CONSIGNES
- a) Dites si chacune de ces affirmations est conforme au texte sur la crise du Covid-19, en répondant par oui ou par non et en citant les mots exacts du texte qui tranchent : (i) L'auteur a écrit dans son Journal le 3 mars 2020. (ii) La pandémie de 1957 a entraîné la même réaction que celle de 2020. (iii) L'auteur décrit deux complots parallèles.
- b) Poursuivez le texte sur la crise du Covid-19 à partir de sa dernière phrase.

TEXTE DE L'EXERCICE
%%
A la fin de ce texte, j’avançais l’explication qui me paraissait évidente, qui me le paraît tout autant aujourd’hui, quant à la cause de cette réaction si différente en 2020, de celle de 1957 : celle de nous-mêmes qui serions, qui sommes en attente d’un événement catastrophique : « C’est comme si nous attendions tous ces événement comme une catastrophe inévitable, inéluctable ; comme si nous les appréhendions sans les prévoir, simplement par l’angoisse ou la folie qui nous habite déjà. »
Un peu plus tard, toujours dans ce Journal le 3 mars 2020, je me suis attardé, dans un cadre théorique très impressionnant (le «Quatrième temps crisique », pas moins) sur la cause de ce déchaînement qui a marqué cette pandémie de 2020, au contraire de celle de 1957. Tout cela s’ajuste bien à la cause, en la servant magnifiquement, ce déferlement de la communication, déjà écrasante en arrière-plan dans la page du 15 février citée ci-dessus... On se cite à nouveau, sans vergogne :
« Le système de la communication triomphant signe son empire sur le monde en apparaissant comme un Janus qui poignarde la globalisation dans le dos, répandant partout les alertes et les fantasmes de Covid-19, remplaçant le chaos de 2014-2015 par l’attaque de la contagion, cette Grande Peur des Ancien Temps retournée contre la globalisation de l’hypermodernité elle-même. Les talk-shows et le reste de la caravane médiatique, fleuron du système de la communication plongé dans la dissection sans fin de la pandémie qui nous assaille et de la panique qu’il ne faut pas éprouver, a développé une pandémie pire que Covid-19, – et ainsi a-t-il mis, ce fleuron de la communication, en état d’accusation impitoyable la globalisation elle-même... La globalisation gémissant de douleur et rugissant de fureur ! »
Voilà pour mon compte l’explication de cette crise Covid19 et le reste à suivre, puisque rien n’est fini, au contraire très chère GCES... Soit deux complots parallèles, complémentaires, cheminant côte-à-côte à la vitesse d’un TGV-fou qui suit deux rails parallèles dont il ignore où elles le mènent :
• Le complot de la communication-Janus, qui emporte tout, qui déferle absolument, et qui sied après tout à nos dirigeants, nos zombieSystème paniqués et incapables de n’y rien comprendre, qui ne voient rien venir, qui s’accrochent à la communication devenue folle comme à une bouée de sauvetage. Ce complot-là, automatique, fonctionnant comme une horloge suisse revue par Silicon Valley, vous explique comment la crise Covid19 s’est enflammée aussitôt en un furieux brasier de papotages et de dialectiques chaotiques, comme une pinède provençale après six mois de sécheresse, par mistral gros-temps et ciel d’un bleu d’une sublime densité.
%%
DONNÉES FOURNIES
%%
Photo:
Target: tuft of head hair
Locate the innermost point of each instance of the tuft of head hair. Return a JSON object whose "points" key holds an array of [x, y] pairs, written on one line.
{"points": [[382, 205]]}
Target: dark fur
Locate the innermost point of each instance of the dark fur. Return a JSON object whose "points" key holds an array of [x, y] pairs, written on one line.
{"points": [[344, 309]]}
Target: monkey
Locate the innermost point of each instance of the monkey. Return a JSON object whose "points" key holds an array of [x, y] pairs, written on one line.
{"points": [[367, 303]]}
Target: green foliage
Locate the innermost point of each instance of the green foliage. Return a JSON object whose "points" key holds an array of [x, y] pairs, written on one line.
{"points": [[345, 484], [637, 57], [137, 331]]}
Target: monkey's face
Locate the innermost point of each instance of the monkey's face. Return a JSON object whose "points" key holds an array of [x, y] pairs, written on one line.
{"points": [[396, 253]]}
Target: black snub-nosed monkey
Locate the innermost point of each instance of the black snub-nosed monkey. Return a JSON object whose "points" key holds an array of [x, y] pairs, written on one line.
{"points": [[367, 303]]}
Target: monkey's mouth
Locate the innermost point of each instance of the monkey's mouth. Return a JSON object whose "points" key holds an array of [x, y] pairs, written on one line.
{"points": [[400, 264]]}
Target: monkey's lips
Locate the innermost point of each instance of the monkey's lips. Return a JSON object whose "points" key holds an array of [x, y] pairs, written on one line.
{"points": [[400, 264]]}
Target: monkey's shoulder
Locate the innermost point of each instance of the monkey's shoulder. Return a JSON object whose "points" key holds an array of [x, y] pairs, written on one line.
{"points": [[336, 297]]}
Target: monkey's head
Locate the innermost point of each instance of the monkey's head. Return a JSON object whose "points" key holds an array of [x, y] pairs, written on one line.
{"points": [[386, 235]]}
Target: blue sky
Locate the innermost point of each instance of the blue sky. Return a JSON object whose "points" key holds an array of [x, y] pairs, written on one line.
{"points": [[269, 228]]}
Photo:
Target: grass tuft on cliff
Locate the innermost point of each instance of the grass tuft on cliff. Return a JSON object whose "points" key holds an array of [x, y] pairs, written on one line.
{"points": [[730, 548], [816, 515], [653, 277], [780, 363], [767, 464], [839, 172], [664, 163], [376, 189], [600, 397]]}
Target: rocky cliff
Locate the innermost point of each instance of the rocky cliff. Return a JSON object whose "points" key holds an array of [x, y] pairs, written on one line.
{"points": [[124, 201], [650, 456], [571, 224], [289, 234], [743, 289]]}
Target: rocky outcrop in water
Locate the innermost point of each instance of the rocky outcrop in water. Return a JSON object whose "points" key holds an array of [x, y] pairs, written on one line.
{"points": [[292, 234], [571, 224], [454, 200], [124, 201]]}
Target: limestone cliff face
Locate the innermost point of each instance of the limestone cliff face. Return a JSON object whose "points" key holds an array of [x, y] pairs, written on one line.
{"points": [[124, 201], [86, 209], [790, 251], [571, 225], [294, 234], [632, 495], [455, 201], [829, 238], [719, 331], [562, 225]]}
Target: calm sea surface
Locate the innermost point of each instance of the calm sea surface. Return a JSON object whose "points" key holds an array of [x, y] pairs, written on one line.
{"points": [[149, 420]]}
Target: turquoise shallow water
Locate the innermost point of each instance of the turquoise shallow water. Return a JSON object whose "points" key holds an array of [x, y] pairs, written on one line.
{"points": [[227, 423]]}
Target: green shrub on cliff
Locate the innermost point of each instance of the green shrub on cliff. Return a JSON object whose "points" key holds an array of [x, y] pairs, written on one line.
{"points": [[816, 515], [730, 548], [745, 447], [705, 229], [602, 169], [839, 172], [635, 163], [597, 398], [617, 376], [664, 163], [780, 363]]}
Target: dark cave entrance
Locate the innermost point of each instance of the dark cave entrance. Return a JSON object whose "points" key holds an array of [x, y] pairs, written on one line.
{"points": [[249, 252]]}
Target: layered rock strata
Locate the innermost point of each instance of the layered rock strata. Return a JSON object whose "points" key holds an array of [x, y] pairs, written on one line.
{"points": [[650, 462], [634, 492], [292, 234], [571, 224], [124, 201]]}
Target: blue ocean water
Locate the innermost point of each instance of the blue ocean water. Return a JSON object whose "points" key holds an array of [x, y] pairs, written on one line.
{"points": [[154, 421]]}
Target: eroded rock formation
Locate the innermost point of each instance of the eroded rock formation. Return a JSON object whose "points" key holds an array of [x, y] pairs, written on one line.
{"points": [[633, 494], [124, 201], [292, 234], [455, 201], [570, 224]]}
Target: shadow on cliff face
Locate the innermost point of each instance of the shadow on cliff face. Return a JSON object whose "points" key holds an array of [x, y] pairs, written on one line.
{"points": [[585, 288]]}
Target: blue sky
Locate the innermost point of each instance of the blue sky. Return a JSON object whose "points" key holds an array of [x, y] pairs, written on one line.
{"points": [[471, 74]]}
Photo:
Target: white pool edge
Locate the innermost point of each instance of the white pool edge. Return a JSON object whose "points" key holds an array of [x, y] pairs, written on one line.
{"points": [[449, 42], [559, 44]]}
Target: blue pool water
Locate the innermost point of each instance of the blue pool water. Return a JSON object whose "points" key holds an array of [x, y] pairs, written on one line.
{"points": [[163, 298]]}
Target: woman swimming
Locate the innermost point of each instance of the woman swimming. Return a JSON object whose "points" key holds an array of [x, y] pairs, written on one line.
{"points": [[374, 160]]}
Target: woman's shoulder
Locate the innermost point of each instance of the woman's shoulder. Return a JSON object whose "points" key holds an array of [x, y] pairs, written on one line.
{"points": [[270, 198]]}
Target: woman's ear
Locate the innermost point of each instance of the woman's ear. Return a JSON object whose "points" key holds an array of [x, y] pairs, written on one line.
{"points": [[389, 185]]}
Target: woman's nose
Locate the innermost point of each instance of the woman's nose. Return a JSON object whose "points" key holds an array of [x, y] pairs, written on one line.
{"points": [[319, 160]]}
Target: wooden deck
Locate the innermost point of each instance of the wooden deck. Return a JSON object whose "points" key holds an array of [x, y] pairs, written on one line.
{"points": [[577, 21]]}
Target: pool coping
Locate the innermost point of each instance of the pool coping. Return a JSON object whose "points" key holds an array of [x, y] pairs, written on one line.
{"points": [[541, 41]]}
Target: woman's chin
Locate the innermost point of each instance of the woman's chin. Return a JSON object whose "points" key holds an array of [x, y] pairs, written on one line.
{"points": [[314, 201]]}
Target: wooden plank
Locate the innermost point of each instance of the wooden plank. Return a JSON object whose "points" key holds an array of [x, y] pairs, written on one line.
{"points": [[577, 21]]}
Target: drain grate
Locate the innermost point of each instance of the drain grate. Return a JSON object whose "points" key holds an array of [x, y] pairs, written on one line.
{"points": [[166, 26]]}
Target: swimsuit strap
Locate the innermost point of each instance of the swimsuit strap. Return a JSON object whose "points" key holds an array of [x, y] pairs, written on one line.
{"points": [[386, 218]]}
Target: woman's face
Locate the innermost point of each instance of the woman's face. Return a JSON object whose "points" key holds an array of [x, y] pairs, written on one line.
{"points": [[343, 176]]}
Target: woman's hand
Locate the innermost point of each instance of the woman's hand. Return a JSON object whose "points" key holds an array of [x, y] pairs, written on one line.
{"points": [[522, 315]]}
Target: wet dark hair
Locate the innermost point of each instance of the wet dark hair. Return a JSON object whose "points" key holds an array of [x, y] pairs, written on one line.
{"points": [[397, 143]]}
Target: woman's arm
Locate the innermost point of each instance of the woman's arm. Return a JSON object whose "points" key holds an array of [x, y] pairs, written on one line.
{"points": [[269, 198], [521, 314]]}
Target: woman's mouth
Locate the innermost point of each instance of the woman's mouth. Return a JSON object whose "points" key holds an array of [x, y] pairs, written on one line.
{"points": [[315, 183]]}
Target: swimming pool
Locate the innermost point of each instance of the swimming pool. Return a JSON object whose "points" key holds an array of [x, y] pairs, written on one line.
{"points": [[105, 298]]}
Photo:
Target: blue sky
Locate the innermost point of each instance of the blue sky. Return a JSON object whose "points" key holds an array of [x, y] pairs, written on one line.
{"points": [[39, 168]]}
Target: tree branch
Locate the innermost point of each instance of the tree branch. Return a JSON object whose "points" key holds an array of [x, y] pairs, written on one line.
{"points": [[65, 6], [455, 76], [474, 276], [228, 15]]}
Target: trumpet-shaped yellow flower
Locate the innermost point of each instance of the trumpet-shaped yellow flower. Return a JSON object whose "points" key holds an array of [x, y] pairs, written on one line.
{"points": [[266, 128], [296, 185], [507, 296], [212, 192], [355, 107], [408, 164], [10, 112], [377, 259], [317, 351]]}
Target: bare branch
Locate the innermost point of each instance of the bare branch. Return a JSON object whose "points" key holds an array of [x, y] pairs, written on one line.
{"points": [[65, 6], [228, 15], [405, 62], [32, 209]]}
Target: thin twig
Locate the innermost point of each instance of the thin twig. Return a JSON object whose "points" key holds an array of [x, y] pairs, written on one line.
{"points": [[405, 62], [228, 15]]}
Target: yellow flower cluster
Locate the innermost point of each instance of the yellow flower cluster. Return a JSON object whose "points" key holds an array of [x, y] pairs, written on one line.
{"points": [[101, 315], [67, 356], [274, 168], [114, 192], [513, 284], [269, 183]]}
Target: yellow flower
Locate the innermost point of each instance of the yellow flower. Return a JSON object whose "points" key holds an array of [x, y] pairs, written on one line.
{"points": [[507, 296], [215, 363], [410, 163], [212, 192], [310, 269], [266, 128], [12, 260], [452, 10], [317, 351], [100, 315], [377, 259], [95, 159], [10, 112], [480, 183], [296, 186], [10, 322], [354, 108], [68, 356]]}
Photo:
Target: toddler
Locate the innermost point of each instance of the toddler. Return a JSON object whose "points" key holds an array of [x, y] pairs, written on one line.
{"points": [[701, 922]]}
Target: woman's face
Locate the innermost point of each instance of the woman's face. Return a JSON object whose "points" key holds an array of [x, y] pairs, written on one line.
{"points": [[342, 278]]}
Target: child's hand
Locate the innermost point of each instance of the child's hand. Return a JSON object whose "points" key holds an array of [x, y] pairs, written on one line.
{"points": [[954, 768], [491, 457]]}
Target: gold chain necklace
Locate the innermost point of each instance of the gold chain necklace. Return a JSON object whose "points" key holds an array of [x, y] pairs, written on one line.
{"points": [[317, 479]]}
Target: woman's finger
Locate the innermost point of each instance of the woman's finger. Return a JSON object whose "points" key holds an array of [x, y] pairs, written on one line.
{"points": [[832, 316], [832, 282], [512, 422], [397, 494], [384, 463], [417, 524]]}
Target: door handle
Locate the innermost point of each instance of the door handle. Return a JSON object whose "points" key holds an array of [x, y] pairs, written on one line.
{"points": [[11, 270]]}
%%
RÉPONSES
- a)
(i) Oui : « toujours dans ce Journal le 3 mars 2020 ».
(ii) Non : « cette réaction si différente en 2020, de celle de 1957 ».
(iii) Oui : « Soit deux complots parallèles, complémentaires ».

- b)
• Le complot de la psychologie absolument collective, qui va piocher dans l’inconscient, sans avoir à creuser, sans besoin de pioche en fait, l’irréfragable attente de l’inexorable crise dont nous subissons chaque jour quelque chose comme une “réplique sismique en amont” avant la décisive, la Grande Crise ES. C’en est bien assez pour aussitôt jouer le jeu du complot précédent et se précipiter sur Covid19 sans nécessité de consulter son “rapport à la mort”, je vous l’assure...
Pour le reste, pour savoir pourquoi nous attendîmes trois mois pour explorer cette année 1957 par rapport à 2020, le Big Now et leur mémoire asséchée et inféconde d’où plus aucune “bête immonde” ne sort puisque seule l’entropisation est autorisée, suffisent pour répondre. Puisqu’ils n’ont plus de passé, pourquoi voudriez-vous qu’ils se rappellent ; tout juste ont-ils l’idée d’aller consulter les archives, et cela prend du temps, au moins trois mois pour notre cas avec les exemples cités.
(*) Ici un millions, sur le Wiki entre 1,5 et 4 millions, pour moi 4 millions comme on disait à l’époque... L’imprécision titanesque des décès dans les pandémies vaut pour tous les temps, et l’on ne peut pas s’en tenir à n’en vouloir qu’aux Chinois de Xi comme si l’on tenait une preuve de leur diabolique culpabilité.